» **WORK REQUEST**
From the line that includes "Can you see the bush?" down to the final line of the data below, copy every line exactly and leave the rest out.

- - -

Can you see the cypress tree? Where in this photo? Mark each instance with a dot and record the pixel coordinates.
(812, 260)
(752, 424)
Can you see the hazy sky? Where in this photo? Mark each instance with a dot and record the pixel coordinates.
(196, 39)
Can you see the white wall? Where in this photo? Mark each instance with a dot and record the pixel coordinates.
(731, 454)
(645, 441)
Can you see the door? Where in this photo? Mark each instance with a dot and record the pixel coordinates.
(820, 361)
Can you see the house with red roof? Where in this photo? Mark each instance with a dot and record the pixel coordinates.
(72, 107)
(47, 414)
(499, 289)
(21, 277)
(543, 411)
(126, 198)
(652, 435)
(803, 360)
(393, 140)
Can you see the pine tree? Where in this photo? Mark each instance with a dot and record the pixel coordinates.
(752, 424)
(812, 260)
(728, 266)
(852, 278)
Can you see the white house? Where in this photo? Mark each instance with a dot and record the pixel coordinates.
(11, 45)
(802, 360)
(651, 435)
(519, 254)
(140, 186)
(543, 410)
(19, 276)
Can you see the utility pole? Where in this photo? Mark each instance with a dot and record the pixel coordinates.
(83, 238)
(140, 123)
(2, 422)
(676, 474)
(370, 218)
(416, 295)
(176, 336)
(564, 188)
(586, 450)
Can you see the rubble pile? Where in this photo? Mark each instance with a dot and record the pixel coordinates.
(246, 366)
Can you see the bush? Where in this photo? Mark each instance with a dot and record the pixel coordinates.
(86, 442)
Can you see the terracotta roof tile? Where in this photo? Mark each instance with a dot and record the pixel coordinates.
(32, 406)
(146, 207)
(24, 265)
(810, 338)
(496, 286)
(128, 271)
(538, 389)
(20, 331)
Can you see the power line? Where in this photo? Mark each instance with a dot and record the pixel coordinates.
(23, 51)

- - -

» **COMPLETED EXERCISE**
Can you see the bush? Where in this photo? Mark each instance with a dot and record the pixel coordinates.
(86, 442)
Can you see the terracotta roof tile? Where in this photo? Mark each instance with a dot and record the pixel coordinates.
(32, 406)
(146, 207)
(24, 265)
(810, 338)
(496, 286)
(128, 271)
(538, 389)
(20, 331)
Can you see the power line? Where in this photo? Mark each instance with a dot and record the pixel coordinates.
(23, 51)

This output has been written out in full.